— Begin —

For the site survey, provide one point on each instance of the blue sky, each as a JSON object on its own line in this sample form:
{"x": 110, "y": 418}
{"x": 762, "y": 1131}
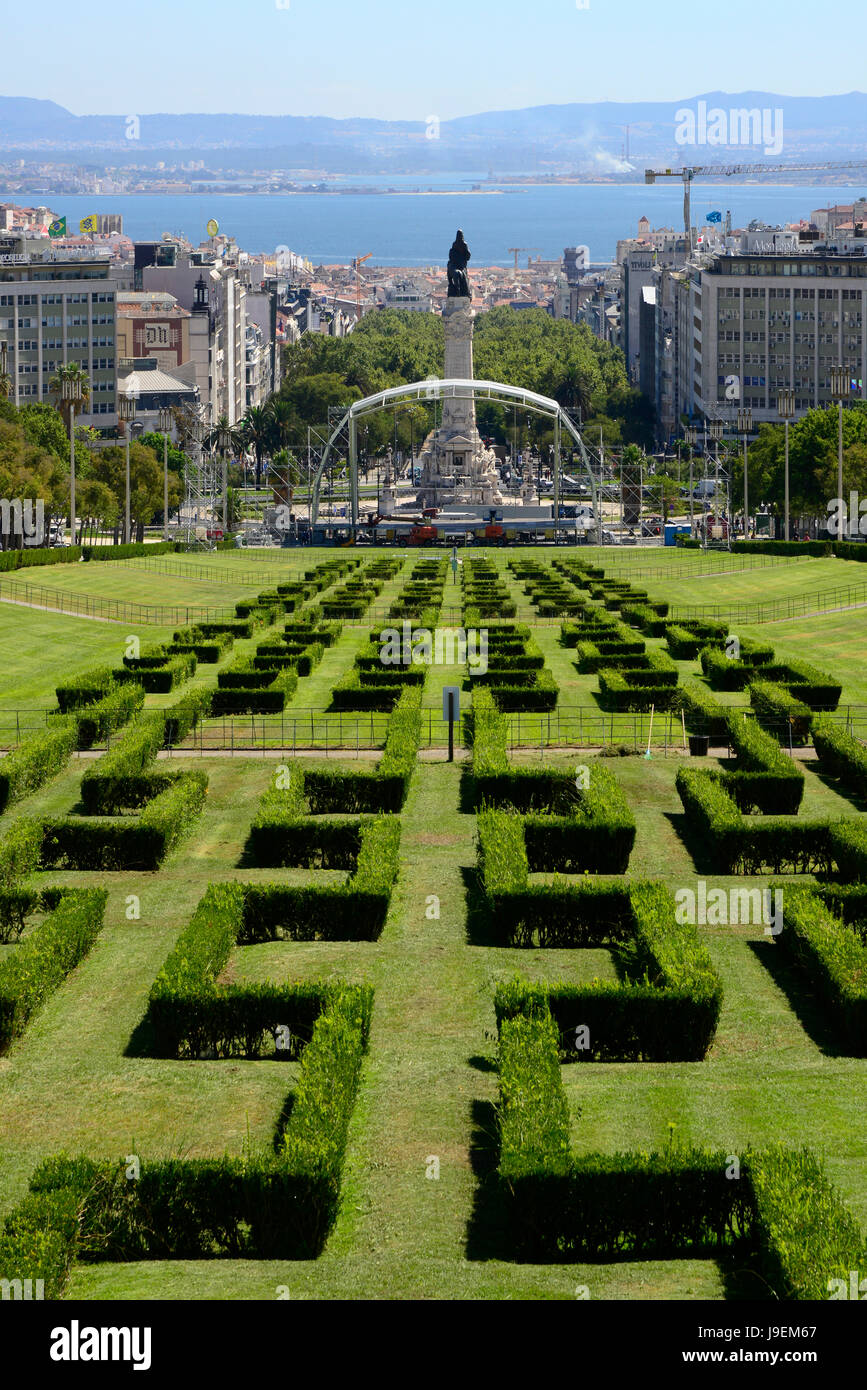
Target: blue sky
{"x": 409, "y": 60}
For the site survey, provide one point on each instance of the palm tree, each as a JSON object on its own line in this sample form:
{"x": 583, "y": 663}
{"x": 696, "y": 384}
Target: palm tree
{"x": 74, "y": 373}
{"x": 257, "y": 431}
{"x": 224, "y": 437}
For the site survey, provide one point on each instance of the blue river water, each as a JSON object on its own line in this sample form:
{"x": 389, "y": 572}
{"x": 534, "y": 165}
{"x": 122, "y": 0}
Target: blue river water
{"x": 416, "y": 228}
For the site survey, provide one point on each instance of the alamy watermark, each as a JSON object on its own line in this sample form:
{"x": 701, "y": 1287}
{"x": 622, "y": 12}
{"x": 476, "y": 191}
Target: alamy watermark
{"x": 24, "y": 517}
{"x": 706, "y": 906}
{"x": 848, "y": 517}
{"x": 445, "y": 647}
{"x": 739, "y": 125}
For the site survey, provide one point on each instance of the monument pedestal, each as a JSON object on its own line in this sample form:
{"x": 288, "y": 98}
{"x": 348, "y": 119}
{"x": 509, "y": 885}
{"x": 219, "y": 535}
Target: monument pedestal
{"x": 456, "y": 464}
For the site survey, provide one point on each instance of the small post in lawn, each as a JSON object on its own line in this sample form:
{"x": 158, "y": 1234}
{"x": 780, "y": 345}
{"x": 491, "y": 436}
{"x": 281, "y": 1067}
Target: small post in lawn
{"x": 450, "y": 712}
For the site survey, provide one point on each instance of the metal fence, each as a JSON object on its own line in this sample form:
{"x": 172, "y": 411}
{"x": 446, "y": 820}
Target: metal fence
{"x": 798, "y": 605}
{"x": 111, "y": 610}
{"x": 300, "y": 730}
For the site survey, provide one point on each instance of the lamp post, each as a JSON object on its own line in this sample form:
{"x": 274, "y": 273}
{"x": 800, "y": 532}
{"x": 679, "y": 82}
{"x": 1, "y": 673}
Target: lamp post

— End —

• _What to do_: Exactly and only the lines from the one containing "of the small" through the end of the material are to be reproduced, both ends included.

• _Problem solution_:
For the site survey, provide one point on each instance of the small post in lawn, each as a JSON object on its own line in this sample form:
{"x": 158, "y": 1234}
{"x": 780, "y": 345}
{"x": 491, "y": 436}
{"x": 281, "y": 1067}
Target: small post in lawn
{"x": 450, "y": 712}
For the site survey, provide one point on each instance of the metal fence, each as a JSON object on its own line in this sample form:
{"x": 172, "y": 411}
{"x": 446, "y": 820}
Target: metal fence
{"x": 798, "y": 605}
{"x": 111, "y": 610}
{"x": 300, "y": 730}
For the site survey, provide one point on each instance of the lamp post, each as a JSON object on its own line in this sample form:
{"x": 274, "y": 273}
{"x": 800, "y": 532}
{"x": 679, "y": 82}
{"x": 1, "y": 673}
Target: lamp post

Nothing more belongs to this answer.